* _Fragmento del texto_:

━━━━━━━━━━

Este libro lo compré hace años en la librería Iberoamericana de Madrid. Había entrado allí una tarde y preguntado por él, no lo tenían y me apuntaron en una lista. Bastantes meses después me llamaron, el libro había llegado desde Uruguay. Era caro, pero me hicieron un descuento por ser –me dijeron– cliente habitual. Ha estado sin leer en mis estanterías bastantes años, no estoy seguro de por qué, tal vez por miedo a que me decepcionara. Sin embargo, ahora que he estado recabando información sobre Mario Levrero (Montevideo 1940 – 2004), con la intención de escribir un artículo sobre él, destinado a una revista, al fin lo he leído.
La máquina de pensar en Gladys recoge once cuentos que pertenecen al más temprano Levrero. En su prólogo, Marcial Souto, que fue el primer editor de Levrero, nos cuenta que a finales de 1969 empezó a trabajar para una editorial que quería poner en marcha «una colección de libros de ciencia ficción para lectores jóvenes». El primer manuscrito que le llegó fue La ciudad de Mario Levrero. Lo leyó en una noche y al día siguiente Levrero le presentó también La máquina de pensar en Gladys, un conjunto de cuentos escritos tras 1966, fecha de finalización de La ciudad. En 1970 Marcial Souto pudo crean en la editorial que le había contratado una colección llamada Literatura Diferente, donde sacó los dos libros de Levrero más otros tres, de otros autores, durante 1970. Uno de los cuentos emblemáticos de La máquina de pensar en Gladys, el titulado Gelatina, se había publicado ya en 1968, en la editorial Los Huevos del Plata.
Hace unos años compré en La Central de Callao una recopilación de cuentos de Mario Levrero titulada Nuestro iglú en el ártico, que contenía los dos cuentos más largos de La máquina de pensar en Gladys: El sótano y Gelatina. Por tanto, cuando al fin me he acercado a La máquina de pensar en Gladys, en realidad, ya había leído la mitad de sus páginas.

━━━━━━━━━━

* _Datos proporcionados_:
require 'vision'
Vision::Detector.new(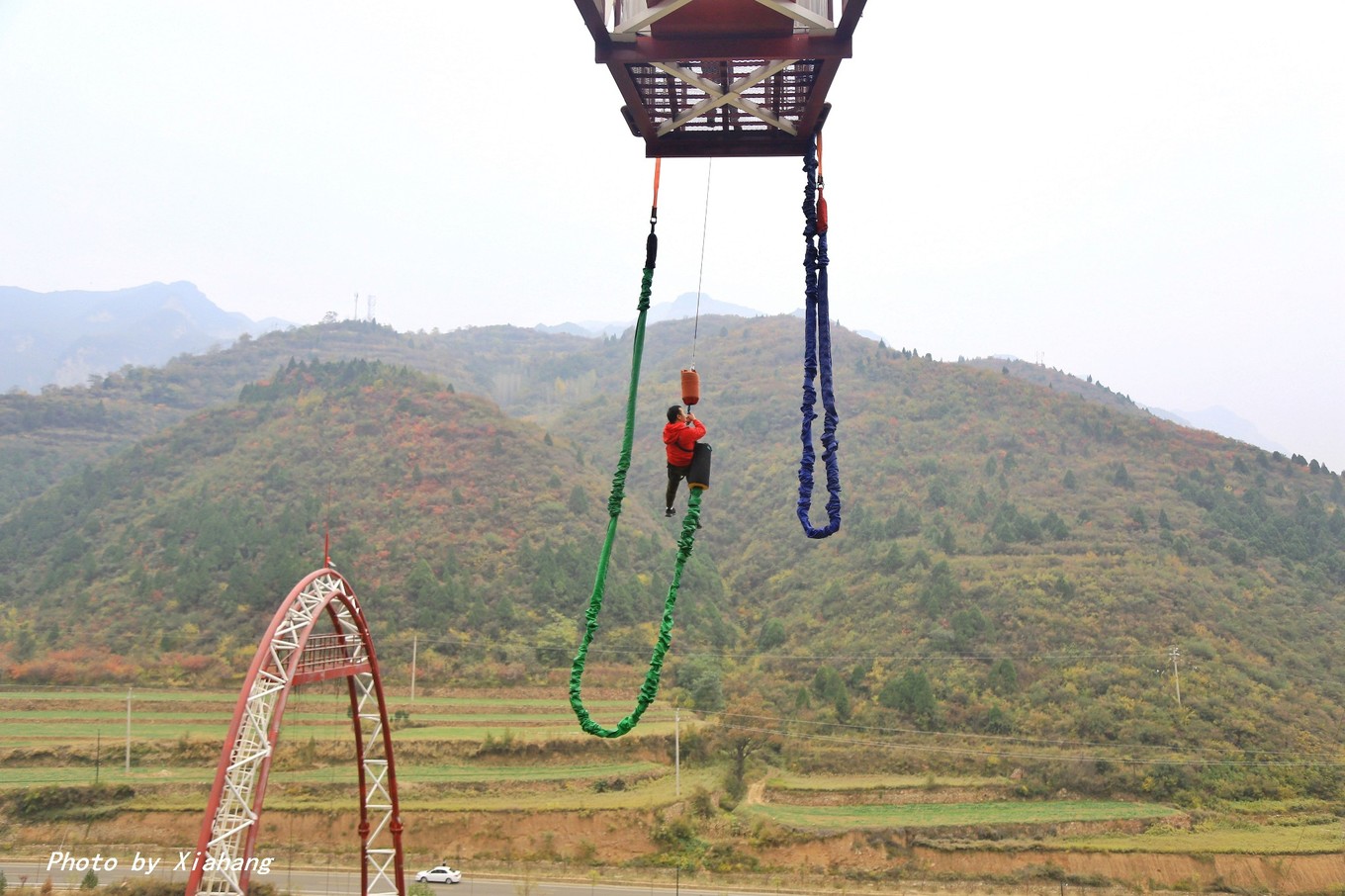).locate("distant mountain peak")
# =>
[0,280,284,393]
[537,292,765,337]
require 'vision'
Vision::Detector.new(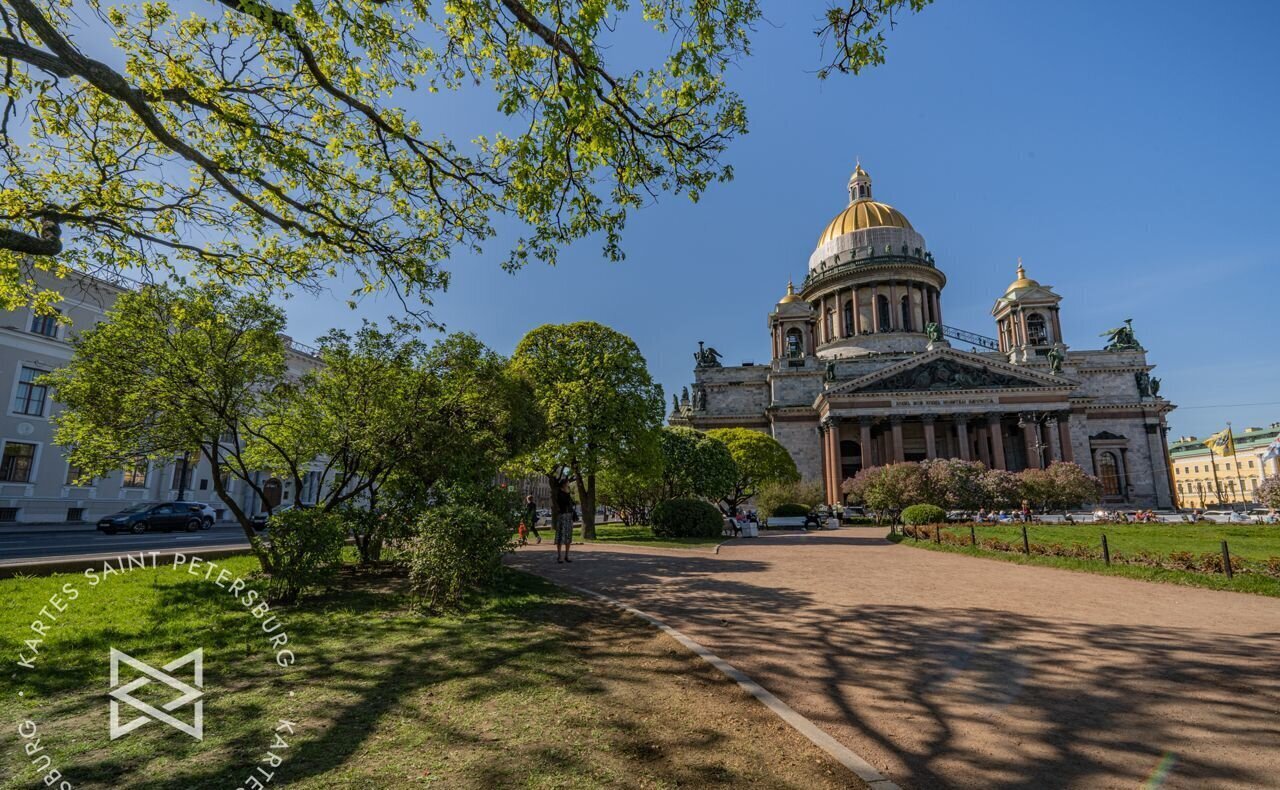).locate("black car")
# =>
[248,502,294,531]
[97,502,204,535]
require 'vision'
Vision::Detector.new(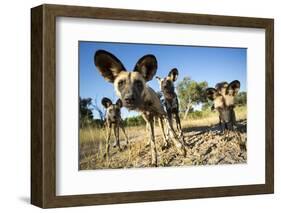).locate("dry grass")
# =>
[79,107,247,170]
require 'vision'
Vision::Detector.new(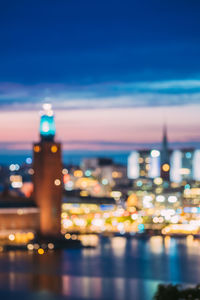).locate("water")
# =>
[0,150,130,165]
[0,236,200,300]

━━━━━━━━━━

Reescribe el pasaje del texto sobre Levrero entre "Este libro lo" y "lo he leído.", ambos incluidos, sustituyendo "Madrid" por "Barcelona".

Este libro lo compré hace años en la librería Iberoamericana de Barcelona. Había entrado allí una tarde y preguntado por él, no lo tenían y me apuntaron en una lista. Bastantes meses después me llamaron, el libro había llegado desde Uruguay. Era caro, pero me hicieron un descuento por ser –me dijeron– cliente habitual. Ha estado sin leer en mis estanterías bastantes años, no estoy seguro de por qué, tal vez por miedo a que me decepcionara. Sin embargo, ahora que he estado recabando información sobre Mario Levrero (Montevideo 1940 – 2004), con la intención de escribir un artículo sobre él, destinado a una revista, al fin lo he leído.